### What you need to do
What is needed is an exact copy of every entry.

### Collected data
=== Section Start ===
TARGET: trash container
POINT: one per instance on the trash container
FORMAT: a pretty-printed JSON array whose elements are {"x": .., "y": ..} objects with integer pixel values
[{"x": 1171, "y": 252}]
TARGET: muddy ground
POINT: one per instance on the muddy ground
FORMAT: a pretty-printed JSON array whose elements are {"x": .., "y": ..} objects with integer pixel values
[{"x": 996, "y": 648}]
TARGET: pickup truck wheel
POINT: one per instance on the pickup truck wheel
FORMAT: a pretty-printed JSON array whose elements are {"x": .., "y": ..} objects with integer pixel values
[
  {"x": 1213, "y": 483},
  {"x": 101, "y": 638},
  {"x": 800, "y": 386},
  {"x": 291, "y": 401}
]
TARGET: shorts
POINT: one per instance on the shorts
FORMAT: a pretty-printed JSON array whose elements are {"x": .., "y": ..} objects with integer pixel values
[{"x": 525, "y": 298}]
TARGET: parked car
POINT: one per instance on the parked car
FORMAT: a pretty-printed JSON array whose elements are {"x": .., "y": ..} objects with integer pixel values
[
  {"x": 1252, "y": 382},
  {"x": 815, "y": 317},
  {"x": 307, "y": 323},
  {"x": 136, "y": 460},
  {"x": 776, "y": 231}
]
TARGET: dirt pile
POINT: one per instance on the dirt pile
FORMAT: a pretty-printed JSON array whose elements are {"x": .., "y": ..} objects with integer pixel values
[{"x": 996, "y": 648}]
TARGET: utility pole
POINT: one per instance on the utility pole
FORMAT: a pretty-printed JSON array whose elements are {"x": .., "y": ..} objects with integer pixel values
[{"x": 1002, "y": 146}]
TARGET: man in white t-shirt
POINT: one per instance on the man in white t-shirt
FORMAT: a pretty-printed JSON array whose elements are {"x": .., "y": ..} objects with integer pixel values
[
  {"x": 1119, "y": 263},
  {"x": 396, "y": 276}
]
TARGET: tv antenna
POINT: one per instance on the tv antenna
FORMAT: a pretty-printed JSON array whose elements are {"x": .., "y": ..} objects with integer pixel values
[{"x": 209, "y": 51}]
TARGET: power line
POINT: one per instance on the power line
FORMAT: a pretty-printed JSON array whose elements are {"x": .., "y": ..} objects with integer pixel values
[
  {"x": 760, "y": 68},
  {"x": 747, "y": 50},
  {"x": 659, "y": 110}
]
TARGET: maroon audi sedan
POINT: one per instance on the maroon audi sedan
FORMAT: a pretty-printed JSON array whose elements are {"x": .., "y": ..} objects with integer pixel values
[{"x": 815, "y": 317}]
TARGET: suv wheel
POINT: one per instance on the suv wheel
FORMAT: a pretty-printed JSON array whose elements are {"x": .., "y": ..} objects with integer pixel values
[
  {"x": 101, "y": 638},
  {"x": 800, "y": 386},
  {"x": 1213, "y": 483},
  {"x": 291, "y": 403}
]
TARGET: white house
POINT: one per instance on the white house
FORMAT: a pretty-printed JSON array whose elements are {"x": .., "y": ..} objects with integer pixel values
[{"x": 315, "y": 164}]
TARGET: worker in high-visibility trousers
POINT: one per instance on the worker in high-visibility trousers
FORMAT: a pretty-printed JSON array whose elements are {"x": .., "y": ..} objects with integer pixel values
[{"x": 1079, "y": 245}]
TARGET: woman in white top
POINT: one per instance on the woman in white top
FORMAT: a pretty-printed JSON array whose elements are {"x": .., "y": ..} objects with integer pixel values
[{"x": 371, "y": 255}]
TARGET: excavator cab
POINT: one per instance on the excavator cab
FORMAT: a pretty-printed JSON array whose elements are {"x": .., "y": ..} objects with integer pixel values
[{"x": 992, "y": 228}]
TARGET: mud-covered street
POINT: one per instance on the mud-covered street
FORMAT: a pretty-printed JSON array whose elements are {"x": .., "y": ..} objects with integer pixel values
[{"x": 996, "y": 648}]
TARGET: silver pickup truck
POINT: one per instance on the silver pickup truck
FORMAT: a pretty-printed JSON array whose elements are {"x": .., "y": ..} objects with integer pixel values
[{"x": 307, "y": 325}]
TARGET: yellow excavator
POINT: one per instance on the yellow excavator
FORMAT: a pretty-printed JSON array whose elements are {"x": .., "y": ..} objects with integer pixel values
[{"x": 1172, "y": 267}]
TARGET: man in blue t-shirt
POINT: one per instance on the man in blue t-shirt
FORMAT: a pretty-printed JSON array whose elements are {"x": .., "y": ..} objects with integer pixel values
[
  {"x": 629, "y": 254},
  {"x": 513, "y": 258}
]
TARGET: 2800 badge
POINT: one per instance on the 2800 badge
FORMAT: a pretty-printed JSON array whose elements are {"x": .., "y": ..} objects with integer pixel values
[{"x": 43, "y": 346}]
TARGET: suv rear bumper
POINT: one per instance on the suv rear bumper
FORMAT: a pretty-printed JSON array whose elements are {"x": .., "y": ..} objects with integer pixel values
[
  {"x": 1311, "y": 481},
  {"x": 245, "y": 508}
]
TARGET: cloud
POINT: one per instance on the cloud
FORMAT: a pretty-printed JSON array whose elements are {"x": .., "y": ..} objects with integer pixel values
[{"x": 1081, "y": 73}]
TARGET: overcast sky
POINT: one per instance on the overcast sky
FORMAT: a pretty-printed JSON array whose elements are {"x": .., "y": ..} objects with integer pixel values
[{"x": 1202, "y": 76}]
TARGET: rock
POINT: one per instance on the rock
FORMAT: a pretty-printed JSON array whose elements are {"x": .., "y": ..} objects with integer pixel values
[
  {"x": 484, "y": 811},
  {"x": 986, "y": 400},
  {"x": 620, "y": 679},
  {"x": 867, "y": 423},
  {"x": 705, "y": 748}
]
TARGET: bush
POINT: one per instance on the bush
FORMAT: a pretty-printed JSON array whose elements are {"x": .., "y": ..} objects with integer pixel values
=== Section End ===
### Solution
TARGET: trash container
POINT: one per instance on the trash container
FORMAT: a pretty-printed JSON array whose elements are {"x": .., "y": ..} objects with integer pixel values
[{"x": 1171, "y": 252}]
TARGET: muddy ground
POINT: one per instance on the muddy ground
FORMAT: a pretty-printed JSON array whose elements are {"x": .., "y": ..} objects with integer pixel values
[{"x": 996, "y": 648}]
TARGET: pickup truck wheel
POINT: one per instance on the pickup truck wheel
FORMAT: a pretty-printed JSON array whose elements are {"x": .., "y": ..} objects with integer pixel values
[
  {"x": 1213, "y": 483},
  {"x": 101, "y": 638},
  {"x": 800, "y": 386},
  {"x": 291, "y": 401}
]
TARGET: shorts
POINT: one per instance on the shorts
FORMAT: a pretty-printed JSON array whose elements are {"x": .., "y": ..} objects with integer pixel values
[{"x": 525, "y": 298}]
TARGET: parked car
POINT: one per instance on the parked car
FORMAT: a pretty-printed JSON array whose elements are {"x": .., "y": ..} objects with integer pixel values
[
  {"x": 1252, "y": 382},
  {"x": 815, "y": 317},
  {"x": 307, "y": 323},
  {"x": 136, "y": 460},
  {"x": 776, "y": 231}
]
TARGET: dirt pile
POINT: one per instance on the dirt pile
FORMAT: a pretty-printed JSON array whose elements are {"x": .., "y": ..} objects with integer pixel values
[{"x": 996, "y": 648}]
TARGET: utility pole
POINT: one per instance on the utility pole
FORMAT: a pretty-printed JSON array whose elements are {"x": .., "y": ..} objects with integer pixel values
[{"x": 1002, "y": 146}]
TARGET: man in white t-shirt
POINT: one per instance on the man in white t-shirt
FORMAT: a pretty-printed JSON array whose elements are {"x": .., "y": ..} objects with integer pixel values
[
  {"x": 1119, "y": 263},
  {"x": 396, "y": 276}
]
TARGET: tv antenna
POINT: one per instance on the tv antenna
FORMAT: a pretty-printed JSON array whose elements are {"x": .., "y": ..} objects with integer pixel values
[{"x": 209, "y": 51}]
TARGET: power line
POINT: one per instance on the power line
FORMAT: a pretty-printed JSON array whose elements are {"x": .., "y": ..} objects with integer pixel values
[
  {"x": 760, "y": 68},
  {"x": 747, "y": 50},
  {"x": 659, "y": 110}
]
TARGET: maroon audi sedan
POINT: one per instance on the maroon audi sedan
FORMAT: a pretty-printed JSON array whose elements are {"x": .., "y": ..} objects with integer pixel values
[{"x": 815, "y": 317}]
TARGET: suv wheel
POINT: one per instance on the suv wheel
FORMAT: a pretty-printed JSON array whose elements are {"x": .., "y": ..} objects with integer pixel values
[
  {"x": 101, "y": 638},
  {"x": 800, "y": 386},
  {"x": 1213, "y": 483},
  {"x": 291, "y": 403}
]
TARGET: white house
POINT: one per instance on the white house
FORMAT: a pretty-printed JSON array whose elements are {"x": .., "y": ..} objects with integer pixel values
[{"x": 315, "y": 164}]
TARGET: worker in high-visibility trousers
POINT: one per instance on the worker in high-visibility trousers
FORMAT: a pretty-printed JSON array whose elements are {"x": .., "y": ..} objects with integer pixel values
[{"x": 1079, "y": 245}]
TARGET: woman in white top
POINT: one per instance on the woman in white top
FORMAT: a pretty-printed JSON array whose elements are {"x": .., "y": ..} objects with integer pixel values
[{"x": 371, "y": 255}]
TARGET: excavator cab
POINT: one per instance on the excavator cab
FORMAT: a pretty-printed JSON array whose elements are {"x": .., "y": ..} objects with integer pixel values
[{"x": 992, "y": 228}]
TARGET: mud-covered street
POINT: one per instance on the mud-covered street
FORMAT: a pretty-printed JSON array whose elements are {"x": .., "y": ..} objects with integer pixel values
[{"x": 996, "y": 648}]
TARGET: silver pickup truck
POINT: one per instance on the silver pickup truck
FORMAT: a pretty-printed JSON array whose elements are {"x": .., "y": ..} objects with integer pixel values
[{"x": 307, "y": 325}]
TARGET: yellow excavator
POINT: one per instance on the yellow excavator
FORMAT: a pretty-printed JSON array whose elements are {"x": .., "y": ..} objects with integer pixel values
[{"x": 1172, "y": 267}]
TARGET: man in blue t-shirt
POINT: one per instance on the man in blue t-shirt
FORMAT: a pretty-printed JSON array whose elements are {"x": .., "y": ..} objects with integer pixel values
[
  {"x": 629, "y": 254},
  {"x": 513, "y": 258}
]
TARGET: 2800 badge
POINT: one per instance on the 2800 badge
FORMAT: a pretty-printed JSON array whose elements are {"x": .., "y": ..} objects with integer pixel values
[{"x": 43, "y": 346}]
TARGET: suv rear bumper
POINT: one per instance on the suv rear bumper
FORMAT: a pretty-printed JSON array whose elements are {"x": .., "y": ..} objects with integer pixel values
[
  {"x": 1311, "y": 481},
  {"x": 245, "y": 508}
]
TARGET: cloud
POINT: one per instance on the cloud
FORMAT: a pretty-printed JSON array whose elements are {"x": .., "y": ..} objects with integer pixel values
[{"x": 1081, "y": 73}]
TARGET: overcast sky
POINT: one per instance on the overcast sky
FORMAT: a pretty-printed JSON array whose elements are {"x": .., "y": ..} objects with integer pixel values
[{"x": 1202, "y": 76}]
TARGET: rock
POINT: one per instance on the rock
FORMAT: a pretty-printed JSON array whose elements are {"x": .., "y": ..} objects with integer pixel values
[
  {"x": 484, "y": 811},
  {"x": 986, "y": 400},
  {"x": 620, "y": 679},
  {"x": 867, "y": 423},
  {"x": 705, "y": 748}
]
TARGET: bush
POINT: one per instance on the bush
FORMAT: a pretty-printed JSON array whose elements are {"x": .., "y": ..} objects with integer pixel values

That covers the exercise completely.